Asking for What You Want
Cocreating with the Universe
Most people don't always fully realize that we all have within us the ability to cocreate our lives with the universe. So many of us are taught to accept what we are given and not even to dream of anything more. But our hopes and dreams are the universe whispering to us, planting an idea of what's possible while directing us toward the best use of our gifts. The universe truly wants to give us our hearts' desires, but we need to be clear about what they are and ask for them.
To ask for something does not mean to beg or plead from a place of lack or unworthiness. It's like placing an order—we don't need to beg the salesperson for what we want or prove to them that we deserve to have it. It is their job to give us what we ask for; we only have to tell them what we want. Once we have a clear vision of what we desire, we simply step into the silent realm where all possibilities exist and let our desires be known. Whatever methods we use to become still, it is important that we find the quiet space between our thoughts.
From that still and quiet place, we can announce our intentions to the pure energy of creation. By imagining all the details from every angle, including scent, color, and how it would feel to have it, we design our dreams to our specifications. Similar to dropping a pebble into a pond, the ripples created by our thoughts travel quickly from this place of stillness, echoing out into the world to align and orchestrate all the necessary details to bring our desires into manifestation. Before leaving this wonderful space to come back to the world, release any attachment to the outcome and express gratitude. By doing this daily, we focus our thoughts and our energy while regularly mingling with the essence that makes it possible to build the life of our dreams.
Curative Attentiveness
Being Aware of Your Thoughts
Few people enjoy the company of individuals whose attitudes are persistently negative. Yet many of us tolerate the critical chatter that can originate within our own minds. Since we are so used to the stream of self-limiting, critical consciousness that winds its way through our thoughts, we are often unaware of the impact these musings have on our lives. It is only when we become aware of the power of such thoughts that we can divest ourselves of them and fill the emptiness they leave with loving, peaceful affirmations. Many people, upon paying careful attention to their thinking patterns, are surprised at the negativity they find there. But when we take notice of involuntary thoughts in a nonjudgmental way, we initiate a healing process that will eventually allow us to replace intimidating and upsetting self-talk with positive, empowering thoughts.
While the occasional downbeat or judgmental thought may have little impact on your contentment, the ongoing negativity that passes unnoticed can have a dampening effect on your mood and your outlook. When you are aware of the tone of your thoughts, however, you can challenge them. Try to be conscious of your feelings, opinions, and judgments for a single day. From sunup to sundown, scrutinize the messages you are feeding into your subconscious mind. Consider your thoughts from the perspective of a detached observer and try not to judge yourself based on the notions that come unbidden into your mind. Simply watch the flow of your consciousness and make a note of the number of times you find yourself focusing on gloomy notions or indulging in self-directed criticism.
As you become increasingly aware of your patterns of thought, whether positive or negative, you will gradually learn to control the character of your stream of consciousness. Endeavor always to remember that the images and ideas that pass through your mind are transient and not a true representation of who you are. In training yourself to be cognizant of your thoughts, you gain the ability to actively modulate your mood. The awareness you cultivate within yourself will eventually enable you to create a foundation of positivity from which you can build a more authentic existence.

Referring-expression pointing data
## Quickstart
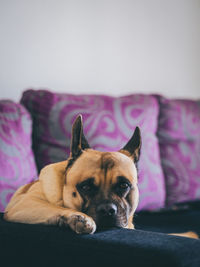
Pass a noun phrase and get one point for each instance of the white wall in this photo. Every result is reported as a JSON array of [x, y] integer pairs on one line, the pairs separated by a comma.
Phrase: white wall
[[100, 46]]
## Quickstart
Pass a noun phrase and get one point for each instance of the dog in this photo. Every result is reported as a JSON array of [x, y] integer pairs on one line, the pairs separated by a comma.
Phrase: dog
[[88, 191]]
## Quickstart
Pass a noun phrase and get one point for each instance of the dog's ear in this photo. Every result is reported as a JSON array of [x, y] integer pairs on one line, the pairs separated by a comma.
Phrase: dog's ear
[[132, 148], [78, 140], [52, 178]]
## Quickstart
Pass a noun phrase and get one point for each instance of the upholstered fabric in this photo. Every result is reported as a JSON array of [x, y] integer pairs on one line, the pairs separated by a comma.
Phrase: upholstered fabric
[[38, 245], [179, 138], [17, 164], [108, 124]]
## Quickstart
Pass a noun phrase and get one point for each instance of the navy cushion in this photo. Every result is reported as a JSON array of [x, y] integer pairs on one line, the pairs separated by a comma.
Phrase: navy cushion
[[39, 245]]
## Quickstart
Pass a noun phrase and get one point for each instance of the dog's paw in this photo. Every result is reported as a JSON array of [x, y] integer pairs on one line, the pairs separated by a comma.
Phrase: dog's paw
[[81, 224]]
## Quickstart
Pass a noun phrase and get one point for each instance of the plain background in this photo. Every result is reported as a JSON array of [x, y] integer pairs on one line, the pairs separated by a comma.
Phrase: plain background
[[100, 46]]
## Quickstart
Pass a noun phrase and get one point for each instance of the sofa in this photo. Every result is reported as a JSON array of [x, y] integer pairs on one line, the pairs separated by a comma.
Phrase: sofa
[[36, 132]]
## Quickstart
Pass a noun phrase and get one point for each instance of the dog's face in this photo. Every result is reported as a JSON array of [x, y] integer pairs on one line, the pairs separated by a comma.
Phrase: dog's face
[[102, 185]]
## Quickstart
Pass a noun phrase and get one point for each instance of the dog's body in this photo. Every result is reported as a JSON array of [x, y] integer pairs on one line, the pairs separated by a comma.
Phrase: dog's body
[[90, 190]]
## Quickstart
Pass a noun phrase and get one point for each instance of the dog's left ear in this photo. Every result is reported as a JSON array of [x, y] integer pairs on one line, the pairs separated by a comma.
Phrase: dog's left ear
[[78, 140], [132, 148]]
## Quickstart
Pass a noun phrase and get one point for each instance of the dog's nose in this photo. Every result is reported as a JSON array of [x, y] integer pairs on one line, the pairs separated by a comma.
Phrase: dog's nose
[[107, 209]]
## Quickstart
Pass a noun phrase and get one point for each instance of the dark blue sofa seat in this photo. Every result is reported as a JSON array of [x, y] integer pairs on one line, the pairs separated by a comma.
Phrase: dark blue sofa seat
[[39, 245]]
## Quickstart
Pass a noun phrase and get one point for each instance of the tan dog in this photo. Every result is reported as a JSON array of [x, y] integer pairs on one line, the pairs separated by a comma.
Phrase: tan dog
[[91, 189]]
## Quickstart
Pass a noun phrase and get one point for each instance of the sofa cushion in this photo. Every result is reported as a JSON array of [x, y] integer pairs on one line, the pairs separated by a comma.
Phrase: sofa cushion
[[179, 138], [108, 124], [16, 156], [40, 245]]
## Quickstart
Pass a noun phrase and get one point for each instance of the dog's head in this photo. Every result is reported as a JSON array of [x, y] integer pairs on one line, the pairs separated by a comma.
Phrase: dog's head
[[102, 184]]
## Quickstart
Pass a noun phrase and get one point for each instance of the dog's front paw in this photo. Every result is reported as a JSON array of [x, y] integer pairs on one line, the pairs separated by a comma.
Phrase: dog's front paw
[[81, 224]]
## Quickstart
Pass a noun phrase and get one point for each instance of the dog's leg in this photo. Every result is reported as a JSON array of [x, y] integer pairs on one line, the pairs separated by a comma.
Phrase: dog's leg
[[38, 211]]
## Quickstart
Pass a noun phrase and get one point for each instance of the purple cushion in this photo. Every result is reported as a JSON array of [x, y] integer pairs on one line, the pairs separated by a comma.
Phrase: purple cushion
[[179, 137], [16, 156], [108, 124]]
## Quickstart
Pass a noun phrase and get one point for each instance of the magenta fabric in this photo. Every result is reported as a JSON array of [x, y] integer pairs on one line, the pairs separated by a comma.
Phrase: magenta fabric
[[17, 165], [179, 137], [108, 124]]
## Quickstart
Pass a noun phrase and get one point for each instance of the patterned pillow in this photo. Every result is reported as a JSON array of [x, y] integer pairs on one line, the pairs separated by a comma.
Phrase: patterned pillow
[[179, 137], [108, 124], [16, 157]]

◆ Instructions for the task ◆
Please copy everything from "To ask for something" down to "between our thoughts." in the passage on cocreating with the universe, renaming "salesperson" to "shopkeeper" throughout.

◆ Answer to this exercise ◆
To ask for something does not mean to beg or plead from a place of lack or unworthiness. It's like placing an order—we don't need to beg the shopkeeper for what we want or prove to them that we deserve to have it. It is their job to give us what we ask for; we only have to tell them what we want. Once we have a clear vision of what we desire, we simply step into the silent realm where all possibilities exist and let our desires be known. Whatever methods we use to become still, it is important that we find the quiet space between our thoughts.